# EXCERPT

++++++

Researchers at the Harbin Institute of Technology in China and the University of Michigan in the US demonstrated improved LFP battery cathode, augmented by reduced graphene oxide. The scientists used reduced graphene oxide (rGO) in LFP battery cathodes to create a new high surface area 3D composite.
LFP (or LiFePO4) is a kind of Li-Ion rechargeable battery for high power applications, such as electric vehicls, Power Tools and more. LFP cells feature high discharging current, non explosive nature and long cycle life, but its energy density is lower than normal Li-Ion cell. In this study, the researchers created the composite using a nickel foam template that was coated with layers of graphene oxide. The graphene oxide reduced as the LFP nanoparticles were synthesized in a simple technique that allows larger amounts of the LFP to be loaded into the carbon material.
The layer-by-layer assembly technique also allowed the team to design a material according to its final function. In this case, the composite has a high electrical conductivity and is tough. The results of the study show that it is possible to produce batteries that are mechanically robust and also have a high conductivity. The researchers say that this new material may find use in flexible electronics, especially flexible energy storage. They are also attempting to tailor batteries for smartphones and tablets that feature fast charging times and find ways of improving other parts of the battery as well, like electrolytes and current collectors. Batteries for electrical vehicles could also benefit from these results, but will come at a later stage, once the safety of the high charge-discharge rates of devices have been fully evaluated.

++++++

# SUPPLIED INFORMATION
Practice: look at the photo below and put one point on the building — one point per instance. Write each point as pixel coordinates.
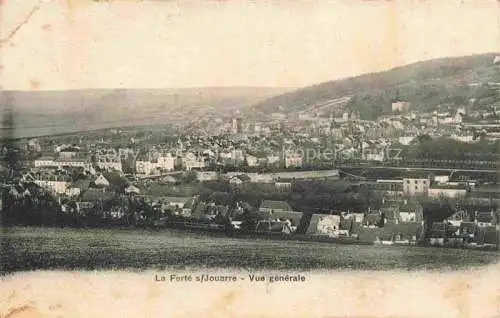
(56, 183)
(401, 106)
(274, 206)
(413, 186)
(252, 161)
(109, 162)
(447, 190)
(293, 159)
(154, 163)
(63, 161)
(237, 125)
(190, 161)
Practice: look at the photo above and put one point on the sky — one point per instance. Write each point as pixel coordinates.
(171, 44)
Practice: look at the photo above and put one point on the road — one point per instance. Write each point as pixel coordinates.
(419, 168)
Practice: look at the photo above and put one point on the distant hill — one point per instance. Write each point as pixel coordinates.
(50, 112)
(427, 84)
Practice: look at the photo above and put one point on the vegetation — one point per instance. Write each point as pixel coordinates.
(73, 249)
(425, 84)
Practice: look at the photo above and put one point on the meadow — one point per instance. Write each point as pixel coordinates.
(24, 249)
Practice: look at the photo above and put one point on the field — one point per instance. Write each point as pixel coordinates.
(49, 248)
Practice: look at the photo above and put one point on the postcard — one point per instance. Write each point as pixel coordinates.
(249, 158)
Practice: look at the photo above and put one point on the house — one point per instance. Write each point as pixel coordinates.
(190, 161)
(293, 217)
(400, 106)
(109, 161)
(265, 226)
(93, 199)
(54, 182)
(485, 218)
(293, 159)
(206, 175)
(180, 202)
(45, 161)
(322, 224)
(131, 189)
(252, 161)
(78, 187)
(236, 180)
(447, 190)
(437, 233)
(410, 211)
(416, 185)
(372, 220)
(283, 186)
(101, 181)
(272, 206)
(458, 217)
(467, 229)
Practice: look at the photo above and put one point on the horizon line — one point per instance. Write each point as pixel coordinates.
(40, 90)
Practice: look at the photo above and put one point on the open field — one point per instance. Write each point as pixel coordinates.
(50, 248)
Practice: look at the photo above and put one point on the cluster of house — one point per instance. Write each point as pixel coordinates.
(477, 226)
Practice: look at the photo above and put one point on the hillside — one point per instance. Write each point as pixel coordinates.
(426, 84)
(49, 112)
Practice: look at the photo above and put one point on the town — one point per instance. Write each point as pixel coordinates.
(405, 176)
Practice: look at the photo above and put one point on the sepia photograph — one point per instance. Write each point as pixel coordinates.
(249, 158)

++++++

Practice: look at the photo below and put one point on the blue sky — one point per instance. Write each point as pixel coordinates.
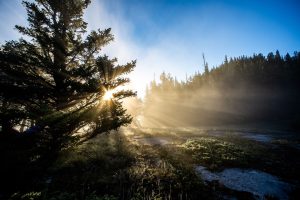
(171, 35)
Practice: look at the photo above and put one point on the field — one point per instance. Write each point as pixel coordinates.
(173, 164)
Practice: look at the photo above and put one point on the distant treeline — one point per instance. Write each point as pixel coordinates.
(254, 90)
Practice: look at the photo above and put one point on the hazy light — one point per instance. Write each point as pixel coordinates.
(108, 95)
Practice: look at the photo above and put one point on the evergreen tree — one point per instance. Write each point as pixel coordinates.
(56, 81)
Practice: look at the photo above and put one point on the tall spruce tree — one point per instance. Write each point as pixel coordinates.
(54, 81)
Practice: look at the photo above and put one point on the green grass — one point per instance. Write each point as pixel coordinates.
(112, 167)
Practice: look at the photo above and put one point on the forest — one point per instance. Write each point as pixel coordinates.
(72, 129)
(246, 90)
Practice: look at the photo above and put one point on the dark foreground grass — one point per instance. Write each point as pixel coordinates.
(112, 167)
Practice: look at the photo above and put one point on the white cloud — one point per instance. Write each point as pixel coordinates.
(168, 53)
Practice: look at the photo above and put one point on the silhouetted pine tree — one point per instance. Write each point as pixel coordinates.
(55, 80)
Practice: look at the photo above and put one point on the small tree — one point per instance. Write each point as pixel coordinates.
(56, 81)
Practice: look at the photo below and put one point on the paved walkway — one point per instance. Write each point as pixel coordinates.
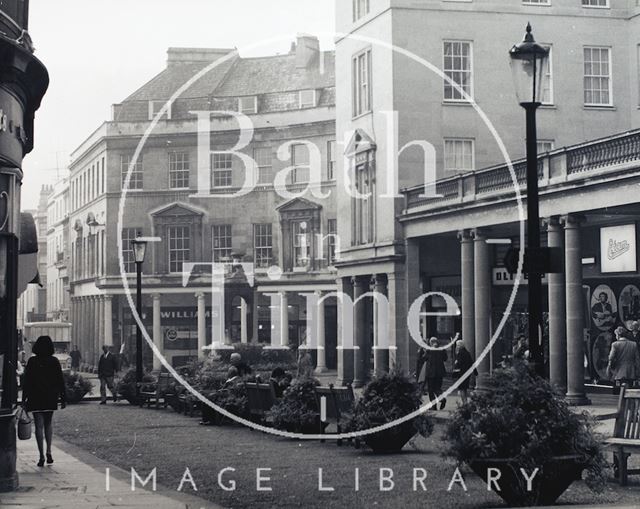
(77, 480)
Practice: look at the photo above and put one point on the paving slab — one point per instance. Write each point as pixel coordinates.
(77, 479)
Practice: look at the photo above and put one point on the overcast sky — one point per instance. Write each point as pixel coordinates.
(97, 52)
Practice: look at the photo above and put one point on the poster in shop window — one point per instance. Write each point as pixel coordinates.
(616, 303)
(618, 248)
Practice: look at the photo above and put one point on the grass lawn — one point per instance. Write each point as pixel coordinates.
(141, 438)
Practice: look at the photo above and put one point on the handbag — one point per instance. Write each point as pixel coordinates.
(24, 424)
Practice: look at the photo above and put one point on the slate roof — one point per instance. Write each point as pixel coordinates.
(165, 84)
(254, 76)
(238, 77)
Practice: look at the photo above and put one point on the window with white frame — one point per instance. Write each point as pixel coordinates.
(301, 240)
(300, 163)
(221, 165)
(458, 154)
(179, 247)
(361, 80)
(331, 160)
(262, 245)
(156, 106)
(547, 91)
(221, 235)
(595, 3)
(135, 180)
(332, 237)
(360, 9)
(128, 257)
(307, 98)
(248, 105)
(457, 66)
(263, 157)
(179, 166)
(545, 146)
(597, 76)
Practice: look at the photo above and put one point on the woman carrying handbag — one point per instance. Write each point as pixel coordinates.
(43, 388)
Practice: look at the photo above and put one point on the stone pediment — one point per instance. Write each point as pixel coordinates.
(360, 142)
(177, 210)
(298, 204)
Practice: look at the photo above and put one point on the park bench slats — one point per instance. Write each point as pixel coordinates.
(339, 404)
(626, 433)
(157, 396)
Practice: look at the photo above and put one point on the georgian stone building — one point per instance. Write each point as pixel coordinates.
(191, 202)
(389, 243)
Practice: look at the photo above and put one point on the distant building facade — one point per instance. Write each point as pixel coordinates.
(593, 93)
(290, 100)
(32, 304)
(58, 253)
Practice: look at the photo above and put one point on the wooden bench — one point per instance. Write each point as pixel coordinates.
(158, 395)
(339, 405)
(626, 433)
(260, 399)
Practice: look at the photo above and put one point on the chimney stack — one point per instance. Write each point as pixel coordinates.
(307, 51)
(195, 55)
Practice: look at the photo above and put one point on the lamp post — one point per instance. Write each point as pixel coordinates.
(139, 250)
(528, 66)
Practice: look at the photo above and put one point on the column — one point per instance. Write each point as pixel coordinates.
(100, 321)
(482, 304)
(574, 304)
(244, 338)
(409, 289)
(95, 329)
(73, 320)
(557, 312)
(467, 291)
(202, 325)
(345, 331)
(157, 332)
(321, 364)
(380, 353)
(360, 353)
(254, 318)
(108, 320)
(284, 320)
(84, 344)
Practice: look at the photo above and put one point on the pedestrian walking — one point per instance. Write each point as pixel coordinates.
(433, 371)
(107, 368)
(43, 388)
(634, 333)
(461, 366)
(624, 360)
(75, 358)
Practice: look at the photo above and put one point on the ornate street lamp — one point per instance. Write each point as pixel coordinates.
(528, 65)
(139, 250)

++++++

Rewrite the part of the LFP battery article between "The layer-by-layer assembly" and "been fully evaluated.", inclusive, with "smartphones" changed to "laptops".

# EXERCISE SOLUTION
The layer-by-layer assembly technique also allowed the team to design a material according to its final function. In this case, the composite has a high electrical conductivity and is tough. The results of the study show that it is possible to produce batteries that are mechanically robust and also have a high conductivity. The researchers say that this new material may find use in flexible electronics, especially flexible energy storage. They are also attempting to tailor batteries for laptops and tablets that feature fast charging times and find ways of improving other parts of the battery as well, like electrolytes and current collectors. Batteries for electrical vehicles could also benefit from these results, but will come at a later stage, once the safety of the high charge-discharge rates of devices have been fully evaluated.